_DIRECTIONS FOR THIS TASK_: Write out the whole of the material exactly.

Records from a data source:
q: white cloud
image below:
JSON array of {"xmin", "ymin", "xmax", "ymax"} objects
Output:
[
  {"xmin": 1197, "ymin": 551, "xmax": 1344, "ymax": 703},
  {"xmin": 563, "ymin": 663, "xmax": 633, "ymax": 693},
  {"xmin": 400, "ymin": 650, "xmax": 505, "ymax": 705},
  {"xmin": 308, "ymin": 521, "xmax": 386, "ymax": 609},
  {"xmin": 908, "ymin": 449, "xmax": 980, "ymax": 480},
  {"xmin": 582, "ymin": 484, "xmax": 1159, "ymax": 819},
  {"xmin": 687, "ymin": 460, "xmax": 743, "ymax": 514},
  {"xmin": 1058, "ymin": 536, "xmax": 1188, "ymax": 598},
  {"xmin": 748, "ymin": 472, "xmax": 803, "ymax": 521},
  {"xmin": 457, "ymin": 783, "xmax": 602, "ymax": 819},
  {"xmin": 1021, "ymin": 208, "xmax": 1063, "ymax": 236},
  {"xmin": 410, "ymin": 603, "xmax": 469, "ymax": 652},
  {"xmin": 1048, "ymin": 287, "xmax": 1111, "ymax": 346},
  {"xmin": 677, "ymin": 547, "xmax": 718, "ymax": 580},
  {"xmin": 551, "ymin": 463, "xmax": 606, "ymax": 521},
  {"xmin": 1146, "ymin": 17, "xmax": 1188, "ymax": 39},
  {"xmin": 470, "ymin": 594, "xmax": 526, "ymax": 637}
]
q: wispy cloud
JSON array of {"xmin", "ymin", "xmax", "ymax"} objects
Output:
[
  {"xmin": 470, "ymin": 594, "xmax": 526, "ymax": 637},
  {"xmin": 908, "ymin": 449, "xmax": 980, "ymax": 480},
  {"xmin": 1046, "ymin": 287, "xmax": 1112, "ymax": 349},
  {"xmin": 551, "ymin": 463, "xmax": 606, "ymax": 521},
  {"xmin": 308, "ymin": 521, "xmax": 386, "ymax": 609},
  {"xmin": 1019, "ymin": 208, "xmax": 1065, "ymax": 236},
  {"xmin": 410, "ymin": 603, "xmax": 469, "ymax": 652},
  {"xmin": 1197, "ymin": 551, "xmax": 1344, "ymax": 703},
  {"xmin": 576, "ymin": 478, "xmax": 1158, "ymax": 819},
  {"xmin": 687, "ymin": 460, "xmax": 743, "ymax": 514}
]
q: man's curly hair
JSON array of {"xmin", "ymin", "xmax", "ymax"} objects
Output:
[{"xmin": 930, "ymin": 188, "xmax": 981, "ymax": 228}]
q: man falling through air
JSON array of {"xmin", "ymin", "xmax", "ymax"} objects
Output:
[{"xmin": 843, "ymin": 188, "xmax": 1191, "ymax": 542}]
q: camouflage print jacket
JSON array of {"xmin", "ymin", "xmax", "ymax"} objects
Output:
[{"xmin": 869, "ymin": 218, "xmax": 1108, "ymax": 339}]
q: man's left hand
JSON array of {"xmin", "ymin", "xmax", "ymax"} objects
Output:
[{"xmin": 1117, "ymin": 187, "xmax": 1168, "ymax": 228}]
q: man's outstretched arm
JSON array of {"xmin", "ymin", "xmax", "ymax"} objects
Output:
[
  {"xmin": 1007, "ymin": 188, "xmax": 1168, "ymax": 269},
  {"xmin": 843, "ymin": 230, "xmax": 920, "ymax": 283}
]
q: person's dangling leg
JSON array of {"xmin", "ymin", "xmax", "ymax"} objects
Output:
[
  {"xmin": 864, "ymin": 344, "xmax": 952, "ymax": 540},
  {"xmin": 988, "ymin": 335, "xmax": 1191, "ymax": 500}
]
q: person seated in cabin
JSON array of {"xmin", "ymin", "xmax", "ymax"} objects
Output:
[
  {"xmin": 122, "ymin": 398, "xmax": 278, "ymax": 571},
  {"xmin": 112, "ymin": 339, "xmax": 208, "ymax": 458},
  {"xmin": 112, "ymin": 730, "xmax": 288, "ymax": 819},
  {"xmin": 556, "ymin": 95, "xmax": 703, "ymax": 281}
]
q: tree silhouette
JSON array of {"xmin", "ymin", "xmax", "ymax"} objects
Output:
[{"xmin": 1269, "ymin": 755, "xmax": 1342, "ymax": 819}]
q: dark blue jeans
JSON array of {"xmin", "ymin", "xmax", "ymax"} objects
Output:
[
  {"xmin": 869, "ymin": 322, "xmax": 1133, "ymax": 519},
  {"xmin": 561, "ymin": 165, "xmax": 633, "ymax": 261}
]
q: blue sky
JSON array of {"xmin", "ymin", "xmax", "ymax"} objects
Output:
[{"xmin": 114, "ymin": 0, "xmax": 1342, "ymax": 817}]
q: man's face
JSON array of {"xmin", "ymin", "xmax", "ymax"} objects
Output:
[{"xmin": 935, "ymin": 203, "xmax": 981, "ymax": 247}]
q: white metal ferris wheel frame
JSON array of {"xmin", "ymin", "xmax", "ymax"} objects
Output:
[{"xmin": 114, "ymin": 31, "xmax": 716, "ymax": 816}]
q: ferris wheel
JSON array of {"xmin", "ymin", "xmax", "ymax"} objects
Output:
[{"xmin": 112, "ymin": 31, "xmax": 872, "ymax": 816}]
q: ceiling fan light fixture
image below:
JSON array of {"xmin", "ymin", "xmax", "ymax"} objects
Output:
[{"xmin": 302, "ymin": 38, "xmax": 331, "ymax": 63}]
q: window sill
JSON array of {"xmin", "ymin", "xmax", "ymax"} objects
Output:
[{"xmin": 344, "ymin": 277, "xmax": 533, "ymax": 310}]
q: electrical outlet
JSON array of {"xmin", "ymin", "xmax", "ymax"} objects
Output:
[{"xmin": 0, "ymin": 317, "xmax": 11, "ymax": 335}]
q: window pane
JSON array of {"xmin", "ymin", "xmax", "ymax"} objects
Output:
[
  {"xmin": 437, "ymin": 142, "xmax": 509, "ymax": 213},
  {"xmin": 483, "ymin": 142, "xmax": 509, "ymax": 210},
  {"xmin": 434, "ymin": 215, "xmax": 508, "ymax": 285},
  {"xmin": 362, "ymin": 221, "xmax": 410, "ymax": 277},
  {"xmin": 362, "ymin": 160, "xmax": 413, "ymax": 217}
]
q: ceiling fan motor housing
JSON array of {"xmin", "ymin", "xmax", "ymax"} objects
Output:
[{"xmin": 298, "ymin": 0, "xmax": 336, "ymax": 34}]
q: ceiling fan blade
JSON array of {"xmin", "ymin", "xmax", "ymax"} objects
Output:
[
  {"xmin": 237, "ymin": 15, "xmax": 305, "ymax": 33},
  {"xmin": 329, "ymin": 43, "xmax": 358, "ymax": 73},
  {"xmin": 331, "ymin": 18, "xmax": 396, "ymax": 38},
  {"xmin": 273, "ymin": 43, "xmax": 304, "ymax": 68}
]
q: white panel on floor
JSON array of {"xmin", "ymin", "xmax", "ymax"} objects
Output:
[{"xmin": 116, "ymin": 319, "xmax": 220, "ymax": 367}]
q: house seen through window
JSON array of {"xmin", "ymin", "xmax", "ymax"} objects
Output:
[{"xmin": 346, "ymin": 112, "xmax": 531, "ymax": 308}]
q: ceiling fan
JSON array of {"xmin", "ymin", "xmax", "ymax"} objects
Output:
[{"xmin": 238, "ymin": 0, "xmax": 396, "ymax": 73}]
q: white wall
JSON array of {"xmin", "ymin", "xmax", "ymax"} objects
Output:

_RIGHT ANSWER_:
q: white cloud
image below:
JSON array of {"xmin", "ymin", "xmax", "ymax"} objects
Output:
[
  {"xmin": 1197, "ymin": 551, "xmax": 1344, "ymax": 703},
  {"xmin": 563, "ymin": 663, "xmax": 633, "ymax": 693},
  {"xmin": 400, "ymin": 650, "xmax": 505, "ymax": 705},
  {"xmin": 308, "ymin": 521, "xmax": 386, "ymax": 609},
  {"xmin": 908, "ymin": 449, "xmax": 980, "ymax": 480},
  {"xmin": 582, "ymin": 484, "xmax": 1159, "ymax": 819},
  {"xmin": 687, "ymin": 460, "xmax": 743, "ymax": 514},
  {"xmin": 1058, "ymin": 536, "xmax": 1188, "ymax": 598},
  {"xmin": 748, "ymin": 472, "xmax": 803, "ymax": 521},
  {"xmin": 457, "ymin": 783, "xmax": 602, "ymax": 819},
  {"xmin": 1021, "ymin": 208, "xmax": 1063, "ymax": 236},
  {"xmin": 410, "ymin": 603, "xmax": 469, "ymax": 652},
  {"xmin": 1048, "ymin": 287, "xmax": 1111, "ymax": 346},
  {"xmin": 677, "ymin": 547, "xmax": 718, "ymax": 580},
  {"xmin": 551, "ymin": 463, "xmax": 606, "ymax": 521},
  {"xmin": 1146, "ymin": 17, "xmax": 1188, "ymax": 39},
  {"xmin": 470, "ymin": 594, "xmax": 526, "ymax": 637}
]
q: wispy cloud
JSON array of {"xmin", "ymin", "xmax", "ymax"} objects
Output:
[
  {"xmin": 470, "ymin": 594, "xmax": 526, "ymax": 637},
  {"xmin": 908, "ymin": 449, "xmax": 980, "ymax": 480},
  {"xmin": 1046, "ymin": 287, "xmax": 1112, "ymax": 349},
  {"xmin": 551, "ymin": 463, "xmax": 606, "ymax": 521},
  {"xmin": 308, "ymin": 521, "xmax": 386, "ymax": 609},
  {"xmin": 1019, "ymin": 208, "xmax": 1065, "ymax": 236},
  {"xmin": 410, "ymin": 603, "xmax": 469, "ymax": 652},
  {"xmin": 1197, "ymin": 551, "xmax": 1344, "ymax": 703},
  {"xmin": 576, "ymin": 478, "xmax": 1158, "ymax": 819},
  {"xmin": 687, "ymin": 460, "xmax": 743, "ymax": 514}
]
q: man's curly hair
JSON array of {"xmin", "ymin", "xmax", "ymax"} objects
Output:
[{"xmin": 930, "ymin": 188, "xmax": 981, "ymax": 228}]
q: man falling through air
JSON array of {"xmin", "ymin", "xmax", "ymax"} objects
Output:
[{"xmin": 843, "ymin": 188, "xmax": 1191, "ymax": 542}]
q: camouflage print jacket
JSON array of {"xmin", "ymin", "xmax", "ymax"} objects
Output:
[{"xmin": 869, "ymin": 218, "xmax": 1108, "ymax": 339}]
q: man's left hand
JSON array of {"xmin", "ymin", "xmax", "ymax"} objects
Output:
[{"xmin": 1117, "ymin": 187, "xmax": 1168, "ymax": 228}]
q: man's outstretched arm
JSON array of {"xmin", "ymin", "xmax", "ymax"} objects
Output:
[
  {"xmin": 1007, "ymin": 188, "xmax": 1168, "ymax": 269},
  {"xmin": 843, "ymin": 230, "xmax": 920, "ymax": 283}
]
q: person's dangling leg
JSON array of {"xmin", "ymin", "xmax", "ymax"} objects
Output:
[
  {"xmin": 864, "ymin": 344, "xmax": 952, "ymax": 540},
  {"xmin": 988, "ymin": 335, "xmax": 1191, "ymax": 500}
]
q: person seated in cabin
JSON array of {"xmin", "ymin", "xmax", "ymax"} objects
Output:
[
  {"xmin": 122, "ymin": 398, "xmax": 278, "ymax": 571},
  {"xmin": 112, "ymin": 339, "xmax": 208, "ymax": 458},
  {"xmin": 112, "ymin": 730, "xmax": 288, "ymax": 819},
  {"xmin": 556, "ymin": 95, "xmax": 703, "ymax": 281}
]
q: tree silhouette
JSON array of {"xmin", "ymin", "xmax", "ymax"} objects
Output:
[{"xmin": 1269, "ymin": 755, "xmax": 1342, "ymax": 819}]
q: dark blue jeans
JSON array of {"xmin", "ymin", "xmax", "ymax"} objects
Output:
[
  {"xmin": 869, "ymin": 322, "xmax": 1133, "ymax": 519},
  {"xmin": 561, "ymin": 165, "xmax": 633, "ymax": 261}
]
q: blue sky
JSON array of {"xmin", "ymin", "xmax", "ymax"} objects
Output:
[{"xmin": 114, "ymin": 0, "xmax": 1342, "ymax": 817}]
q: man's face
JSON array of {"xmin", "ymin", "xmax", "ymax"} objects
Output:
[{"xmin": 935, "ymin": 203, "xmax": 981, "ymax": 247}]
q: white metal ferris wheel frame
JSON array of {"xmin", "ymin", "xmax", "ymax"} objects
Output:
[{"xmin": 114, "ymin": 31, "xmax": 716, "ymax": 816}]
q: ferris wheel
JSON array of {"xmin", "ymin", "xmax", "ymax"} objects
Output:
[{"xmin": 112, "ymin": 31, "xmax": 872, "ymax": 816}]
q: ceiling fan light fixture
image below:
JSON array of {"xmin", "ymin", "xmax", "ymax"} objects
Output:
[{"xmin": 302, "ymin": 38, "xmax": 331, "ymax": 63}]
q: window sill
JSON array of {"xmin", "ymin", "xmax", "ymax"} objects
Output:
[{"xmin": 344, "ymin": 277, "xmax": 533, "ymax": 310}]
q: electrical outlet
JSON array of {"xmin", "ymin", "xmax", "ymax"} objects
Output:
[{"xmin": 0, "ymin": 317, "xmax": 11, "ymax": 335}]
q: window pane
JSON array of {"xmin", "ymin", "xmax", "ymax"} objects
Output:
[
  {"xmin": 437, "ymin": 142, "xmax": 509, "ymax": 213},
  {"xmin": 483, "ymin": 142, "xmax": 509, "ymax": 210},
  {"xmin": 434, "ymin": 215, "xmax": 508, "ymax": 285},
  {"xmin": 362, "ymin": 221, "xmax": 410, "ymax": 277},
  {"xmin": 362, "ymin": 160, "xmax": 413, "ymax": 217}
]
q: ceiling fan motor housing
JSON array of {"xmin", "ymin", "xmax", "ymax"} objects
Output:
[{"xmin": 298, "ymin": 0, "xmax": 336, "ymax": 34}]
q: ceiling fan blade
JSON array of {"xmin", "ymin", "xmax", "ymax"} objects
Output:
[
  {"xmin": 237, "ymin": 15, "xmax": 305, "ymax": 33},
  {"xmin": 329, "ymin": 43, "xmax": 358, "ymax": 73},
  {"xmin": 331, "ymin": 18, "xmax": 396, "ymax": 38},
  {"xmin": 273, "ymin": 43, "xmax": 304, "ymax": 68}
]
q: white panel on floor
JSON array of {"xmin", "ymin", "xmax", "ymax"} objects
Output:
[{"xmin": 116, "ymin": 319, "xmax": 220, "ymax": 367}]
q: house seen through window
JSON array of {"xmin", "ymin", "xmax", "ymax"} objects
Output:
[{"xmin": 346, "ymin": 112, "xmax": 531, "ymax": 308}]
q: ceiling fan
JSON array of {"xmin", "ymin", "xmax", "ymax"} objects
Output:
[{"xmin": 238, "ymin": 0, "xmax": 396, "ymax": 73}]
q: white wall
JSON array of {"xmin", "ymin", "xmax", "ymax"} objects
Output:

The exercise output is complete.